-- Your task --
Can you reproduce every one of the records below, line for line, with no changes?

-- Supplied material --
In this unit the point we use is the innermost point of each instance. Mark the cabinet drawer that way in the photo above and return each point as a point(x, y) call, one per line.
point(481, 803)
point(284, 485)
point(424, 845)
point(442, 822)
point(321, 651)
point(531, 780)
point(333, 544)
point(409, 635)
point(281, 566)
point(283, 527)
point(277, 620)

-- Result --
In this unit the point we use is the innermost point of each instance. Mark the cabinet drawer that way in the photo above and return each point as a point(x, y) call, one per line.
point(481, 803)
point(284, 485)
point(424, 845)
point(442, 822)
point(321, 651)
point(531, 780)
point(333, 544)
point(409, 635)
point(281, 566)
point(283, 527)
point(277, 620)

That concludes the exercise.